§ **Data excerpts**:
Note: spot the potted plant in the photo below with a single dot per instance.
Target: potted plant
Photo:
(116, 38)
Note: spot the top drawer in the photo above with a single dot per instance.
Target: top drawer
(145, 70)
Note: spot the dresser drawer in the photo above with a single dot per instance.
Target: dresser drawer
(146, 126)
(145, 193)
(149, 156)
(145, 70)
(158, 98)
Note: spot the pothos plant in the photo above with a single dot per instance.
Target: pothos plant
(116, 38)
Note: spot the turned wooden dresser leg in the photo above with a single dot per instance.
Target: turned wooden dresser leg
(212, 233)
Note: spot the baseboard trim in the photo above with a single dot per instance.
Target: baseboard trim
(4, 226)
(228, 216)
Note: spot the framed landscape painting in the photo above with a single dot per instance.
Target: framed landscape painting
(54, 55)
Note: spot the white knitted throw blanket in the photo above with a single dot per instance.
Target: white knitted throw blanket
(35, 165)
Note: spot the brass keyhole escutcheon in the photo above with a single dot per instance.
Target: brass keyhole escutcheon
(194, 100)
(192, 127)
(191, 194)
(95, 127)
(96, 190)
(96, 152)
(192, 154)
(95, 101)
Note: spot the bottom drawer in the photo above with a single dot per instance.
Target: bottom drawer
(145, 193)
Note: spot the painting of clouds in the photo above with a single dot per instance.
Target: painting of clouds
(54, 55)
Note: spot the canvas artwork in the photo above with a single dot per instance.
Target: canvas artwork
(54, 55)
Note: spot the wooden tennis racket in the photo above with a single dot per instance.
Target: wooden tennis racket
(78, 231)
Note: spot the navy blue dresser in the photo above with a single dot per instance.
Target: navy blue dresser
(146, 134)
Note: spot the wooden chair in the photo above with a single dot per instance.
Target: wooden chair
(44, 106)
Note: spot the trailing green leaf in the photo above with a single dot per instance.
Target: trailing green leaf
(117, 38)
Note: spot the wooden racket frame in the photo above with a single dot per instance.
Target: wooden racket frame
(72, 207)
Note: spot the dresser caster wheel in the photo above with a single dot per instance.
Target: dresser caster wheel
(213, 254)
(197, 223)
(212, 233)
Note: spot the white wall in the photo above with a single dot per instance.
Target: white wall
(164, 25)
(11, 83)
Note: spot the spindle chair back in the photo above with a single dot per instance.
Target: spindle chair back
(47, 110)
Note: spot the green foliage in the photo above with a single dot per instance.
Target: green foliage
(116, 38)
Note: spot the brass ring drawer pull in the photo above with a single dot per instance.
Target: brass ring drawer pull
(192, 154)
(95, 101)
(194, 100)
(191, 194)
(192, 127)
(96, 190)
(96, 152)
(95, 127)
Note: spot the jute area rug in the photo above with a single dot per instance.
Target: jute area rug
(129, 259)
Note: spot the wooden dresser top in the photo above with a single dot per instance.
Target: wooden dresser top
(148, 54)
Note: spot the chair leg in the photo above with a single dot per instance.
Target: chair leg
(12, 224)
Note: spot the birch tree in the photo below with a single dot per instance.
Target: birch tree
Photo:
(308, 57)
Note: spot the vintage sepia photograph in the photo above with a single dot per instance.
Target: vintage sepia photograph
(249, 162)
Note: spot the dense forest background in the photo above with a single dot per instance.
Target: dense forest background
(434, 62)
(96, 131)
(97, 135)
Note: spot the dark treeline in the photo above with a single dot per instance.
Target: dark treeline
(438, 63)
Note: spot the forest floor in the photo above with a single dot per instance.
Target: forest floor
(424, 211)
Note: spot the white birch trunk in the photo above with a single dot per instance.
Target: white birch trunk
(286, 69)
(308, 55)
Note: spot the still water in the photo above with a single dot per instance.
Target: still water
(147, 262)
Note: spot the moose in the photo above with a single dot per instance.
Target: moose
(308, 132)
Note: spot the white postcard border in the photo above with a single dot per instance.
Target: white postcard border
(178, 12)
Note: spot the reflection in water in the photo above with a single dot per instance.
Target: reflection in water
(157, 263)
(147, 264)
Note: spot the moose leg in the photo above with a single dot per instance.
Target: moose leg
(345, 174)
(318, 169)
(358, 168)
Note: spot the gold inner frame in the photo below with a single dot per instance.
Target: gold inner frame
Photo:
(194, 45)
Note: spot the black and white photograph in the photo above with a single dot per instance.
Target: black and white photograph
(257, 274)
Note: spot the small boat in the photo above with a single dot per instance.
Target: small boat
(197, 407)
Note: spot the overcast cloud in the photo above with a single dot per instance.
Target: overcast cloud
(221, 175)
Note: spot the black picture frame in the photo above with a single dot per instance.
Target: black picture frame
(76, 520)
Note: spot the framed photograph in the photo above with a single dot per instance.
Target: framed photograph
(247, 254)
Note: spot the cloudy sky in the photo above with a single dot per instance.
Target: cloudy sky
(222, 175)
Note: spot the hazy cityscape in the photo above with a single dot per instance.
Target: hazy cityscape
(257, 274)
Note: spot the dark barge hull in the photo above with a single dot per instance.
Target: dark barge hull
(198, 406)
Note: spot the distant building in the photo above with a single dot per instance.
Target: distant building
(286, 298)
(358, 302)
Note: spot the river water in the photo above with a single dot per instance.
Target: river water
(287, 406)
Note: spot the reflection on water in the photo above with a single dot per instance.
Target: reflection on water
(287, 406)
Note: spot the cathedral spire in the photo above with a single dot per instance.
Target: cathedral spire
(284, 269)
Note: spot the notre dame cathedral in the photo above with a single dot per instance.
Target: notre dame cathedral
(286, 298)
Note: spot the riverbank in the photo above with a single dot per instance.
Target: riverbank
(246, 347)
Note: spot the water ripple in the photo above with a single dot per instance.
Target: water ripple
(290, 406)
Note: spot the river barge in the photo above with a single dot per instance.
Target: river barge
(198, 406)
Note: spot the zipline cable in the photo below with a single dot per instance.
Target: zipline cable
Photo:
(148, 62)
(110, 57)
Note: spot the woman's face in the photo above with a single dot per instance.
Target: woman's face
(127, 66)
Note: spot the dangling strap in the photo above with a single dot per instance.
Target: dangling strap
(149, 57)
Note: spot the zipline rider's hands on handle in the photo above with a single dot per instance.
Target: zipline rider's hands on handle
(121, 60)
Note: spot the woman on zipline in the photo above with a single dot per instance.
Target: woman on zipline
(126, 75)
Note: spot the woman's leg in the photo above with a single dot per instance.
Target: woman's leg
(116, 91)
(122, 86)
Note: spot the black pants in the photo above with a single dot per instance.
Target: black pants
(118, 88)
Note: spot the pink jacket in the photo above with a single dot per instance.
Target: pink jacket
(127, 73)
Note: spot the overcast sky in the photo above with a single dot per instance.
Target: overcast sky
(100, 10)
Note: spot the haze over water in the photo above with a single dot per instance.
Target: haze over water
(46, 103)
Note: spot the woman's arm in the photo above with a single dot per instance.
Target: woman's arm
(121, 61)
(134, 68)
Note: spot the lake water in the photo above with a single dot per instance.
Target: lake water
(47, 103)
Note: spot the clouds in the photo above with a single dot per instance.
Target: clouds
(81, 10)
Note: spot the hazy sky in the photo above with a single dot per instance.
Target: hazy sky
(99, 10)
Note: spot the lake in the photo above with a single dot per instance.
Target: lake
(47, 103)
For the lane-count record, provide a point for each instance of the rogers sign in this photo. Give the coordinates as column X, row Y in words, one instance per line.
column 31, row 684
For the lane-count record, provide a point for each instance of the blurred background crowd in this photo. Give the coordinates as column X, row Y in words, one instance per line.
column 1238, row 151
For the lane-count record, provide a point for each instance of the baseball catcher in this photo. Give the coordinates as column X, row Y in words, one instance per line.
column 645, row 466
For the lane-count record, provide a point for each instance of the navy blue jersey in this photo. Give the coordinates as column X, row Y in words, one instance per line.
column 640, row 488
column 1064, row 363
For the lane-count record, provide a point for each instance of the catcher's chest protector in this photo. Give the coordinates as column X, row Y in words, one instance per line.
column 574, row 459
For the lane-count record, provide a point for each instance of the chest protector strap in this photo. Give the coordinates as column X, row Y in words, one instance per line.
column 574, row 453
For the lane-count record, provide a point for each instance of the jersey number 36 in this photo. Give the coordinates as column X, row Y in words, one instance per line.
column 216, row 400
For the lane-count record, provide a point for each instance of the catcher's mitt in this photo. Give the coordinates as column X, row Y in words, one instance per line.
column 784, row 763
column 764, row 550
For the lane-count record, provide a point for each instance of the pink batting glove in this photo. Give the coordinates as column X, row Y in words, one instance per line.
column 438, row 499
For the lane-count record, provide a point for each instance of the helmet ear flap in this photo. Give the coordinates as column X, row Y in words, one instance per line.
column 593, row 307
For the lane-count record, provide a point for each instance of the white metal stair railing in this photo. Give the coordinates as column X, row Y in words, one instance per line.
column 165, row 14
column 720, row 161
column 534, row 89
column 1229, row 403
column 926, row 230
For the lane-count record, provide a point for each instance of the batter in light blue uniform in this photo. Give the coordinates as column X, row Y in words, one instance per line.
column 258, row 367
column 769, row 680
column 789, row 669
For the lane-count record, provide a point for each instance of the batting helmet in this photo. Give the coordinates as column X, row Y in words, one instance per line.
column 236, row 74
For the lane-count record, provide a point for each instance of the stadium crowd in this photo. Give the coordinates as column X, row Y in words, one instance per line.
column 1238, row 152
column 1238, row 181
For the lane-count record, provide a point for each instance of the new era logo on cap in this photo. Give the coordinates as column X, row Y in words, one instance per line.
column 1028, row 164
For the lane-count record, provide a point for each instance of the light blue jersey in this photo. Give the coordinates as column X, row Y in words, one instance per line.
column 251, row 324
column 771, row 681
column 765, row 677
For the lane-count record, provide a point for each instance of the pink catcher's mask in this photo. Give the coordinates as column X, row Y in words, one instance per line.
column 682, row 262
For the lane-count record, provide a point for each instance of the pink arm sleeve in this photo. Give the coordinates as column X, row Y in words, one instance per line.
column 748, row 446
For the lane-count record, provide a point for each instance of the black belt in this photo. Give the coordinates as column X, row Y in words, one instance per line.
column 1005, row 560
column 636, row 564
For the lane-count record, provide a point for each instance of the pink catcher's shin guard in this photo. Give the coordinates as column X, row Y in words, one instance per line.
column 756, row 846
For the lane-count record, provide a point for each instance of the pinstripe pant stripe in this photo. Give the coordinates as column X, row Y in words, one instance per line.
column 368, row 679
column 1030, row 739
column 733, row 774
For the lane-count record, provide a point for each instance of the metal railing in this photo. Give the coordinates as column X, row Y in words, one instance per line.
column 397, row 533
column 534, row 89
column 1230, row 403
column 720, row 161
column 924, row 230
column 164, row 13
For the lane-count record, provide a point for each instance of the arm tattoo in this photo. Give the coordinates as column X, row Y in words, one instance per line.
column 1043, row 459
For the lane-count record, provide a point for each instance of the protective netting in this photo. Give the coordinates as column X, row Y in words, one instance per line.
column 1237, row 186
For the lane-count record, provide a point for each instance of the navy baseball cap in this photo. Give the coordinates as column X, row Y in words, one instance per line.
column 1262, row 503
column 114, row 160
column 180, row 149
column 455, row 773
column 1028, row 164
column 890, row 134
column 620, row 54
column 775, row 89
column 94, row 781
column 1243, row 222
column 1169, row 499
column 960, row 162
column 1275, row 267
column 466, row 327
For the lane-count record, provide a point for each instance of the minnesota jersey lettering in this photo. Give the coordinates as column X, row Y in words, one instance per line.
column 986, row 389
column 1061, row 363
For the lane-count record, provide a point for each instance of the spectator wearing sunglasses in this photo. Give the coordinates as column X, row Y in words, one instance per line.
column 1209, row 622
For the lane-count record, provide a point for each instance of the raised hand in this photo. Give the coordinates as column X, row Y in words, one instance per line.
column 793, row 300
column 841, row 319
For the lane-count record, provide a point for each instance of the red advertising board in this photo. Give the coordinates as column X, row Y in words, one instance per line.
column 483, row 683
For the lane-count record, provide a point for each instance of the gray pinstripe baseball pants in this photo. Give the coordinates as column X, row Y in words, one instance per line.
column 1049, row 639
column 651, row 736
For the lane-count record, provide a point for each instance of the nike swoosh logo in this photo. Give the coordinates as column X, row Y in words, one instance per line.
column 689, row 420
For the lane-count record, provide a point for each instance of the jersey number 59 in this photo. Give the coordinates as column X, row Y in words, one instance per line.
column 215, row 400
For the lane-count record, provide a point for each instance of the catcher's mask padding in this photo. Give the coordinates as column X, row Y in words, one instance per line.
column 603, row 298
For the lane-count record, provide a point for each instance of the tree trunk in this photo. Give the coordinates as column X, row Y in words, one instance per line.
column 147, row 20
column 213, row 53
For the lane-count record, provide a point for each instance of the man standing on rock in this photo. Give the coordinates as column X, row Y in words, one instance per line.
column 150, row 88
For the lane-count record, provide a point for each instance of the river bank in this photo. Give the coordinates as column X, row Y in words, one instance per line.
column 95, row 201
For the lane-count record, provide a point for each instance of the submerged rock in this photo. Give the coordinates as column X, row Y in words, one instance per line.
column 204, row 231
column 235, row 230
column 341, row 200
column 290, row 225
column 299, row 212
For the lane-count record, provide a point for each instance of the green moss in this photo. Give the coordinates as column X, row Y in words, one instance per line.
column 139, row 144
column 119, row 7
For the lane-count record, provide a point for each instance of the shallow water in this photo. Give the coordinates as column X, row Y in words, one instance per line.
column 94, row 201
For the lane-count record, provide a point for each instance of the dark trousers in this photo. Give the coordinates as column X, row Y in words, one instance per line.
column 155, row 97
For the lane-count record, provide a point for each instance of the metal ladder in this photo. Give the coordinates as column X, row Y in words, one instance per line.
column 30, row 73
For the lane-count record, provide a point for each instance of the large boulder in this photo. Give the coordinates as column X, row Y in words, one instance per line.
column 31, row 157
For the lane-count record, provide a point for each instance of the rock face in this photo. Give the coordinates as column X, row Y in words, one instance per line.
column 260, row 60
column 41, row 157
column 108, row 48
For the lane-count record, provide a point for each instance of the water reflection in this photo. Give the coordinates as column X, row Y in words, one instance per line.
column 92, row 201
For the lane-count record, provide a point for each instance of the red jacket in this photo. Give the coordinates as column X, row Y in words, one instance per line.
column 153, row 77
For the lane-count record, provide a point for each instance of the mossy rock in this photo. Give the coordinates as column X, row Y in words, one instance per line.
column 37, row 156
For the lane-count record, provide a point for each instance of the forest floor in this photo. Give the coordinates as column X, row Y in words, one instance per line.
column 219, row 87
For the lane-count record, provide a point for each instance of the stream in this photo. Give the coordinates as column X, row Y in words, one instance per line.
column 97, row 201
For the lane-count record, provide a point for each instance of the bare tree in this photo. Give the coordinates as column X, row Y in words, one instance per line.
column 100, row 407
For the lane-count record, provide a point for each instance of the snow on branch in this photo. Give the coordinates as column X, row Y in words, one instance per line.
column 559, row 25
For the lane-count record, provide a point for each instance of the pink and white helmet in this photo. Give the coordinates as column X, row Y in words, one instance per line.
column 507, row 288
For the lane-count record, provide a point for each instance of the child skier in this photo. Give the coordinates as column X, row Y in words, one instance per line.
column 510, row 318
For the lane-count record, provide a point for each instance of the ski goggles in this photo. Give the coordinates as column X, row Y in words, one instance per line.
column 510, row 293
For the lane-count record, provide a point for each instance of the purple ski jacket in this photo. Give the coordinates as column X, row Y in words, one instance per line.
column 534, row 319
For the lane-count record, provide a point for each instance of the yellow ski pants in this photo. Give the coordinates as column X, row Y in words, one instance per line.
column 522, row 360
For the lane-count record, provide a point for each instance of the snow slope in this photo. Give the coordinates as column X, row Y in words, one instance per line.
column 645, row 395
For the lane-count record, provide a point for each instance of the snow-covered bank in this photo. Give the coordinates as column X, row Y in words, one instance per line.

§ **Exercise directions**:
Update the listing lines between the one containing "of the spectator" and the one containing "column 651, row 736", inclusive, by swapping "red advertising board" for "red advertising banner" and keeping all other text the same. Return only those lines.

§ **Output**:
For the lane-count record, provide a point for each instance of the spectator wearing sunglasses in this photo. Give the coordinates as column X, row Y in words, one instance per line.
column 1209, row 622
For the lane-count record, provide a point for each instance of the raised hand in this photo. Give the coordinates as column X, row Y in words, one instance per line.
column 793, row 300
column 841, row 319
For the lane-count record, provide a point for each instance of the red advertising banner in this photo. Give the coordinates as column X, row Y in words, one instance per line.
column 483, row 683
For the lane-count record, provide a point for each instance of the gray pinstripe baseball pants in this photo. Give the coordinates as column X, row Y in words, one instance per line.
column 1049, row 639
column 651, row 736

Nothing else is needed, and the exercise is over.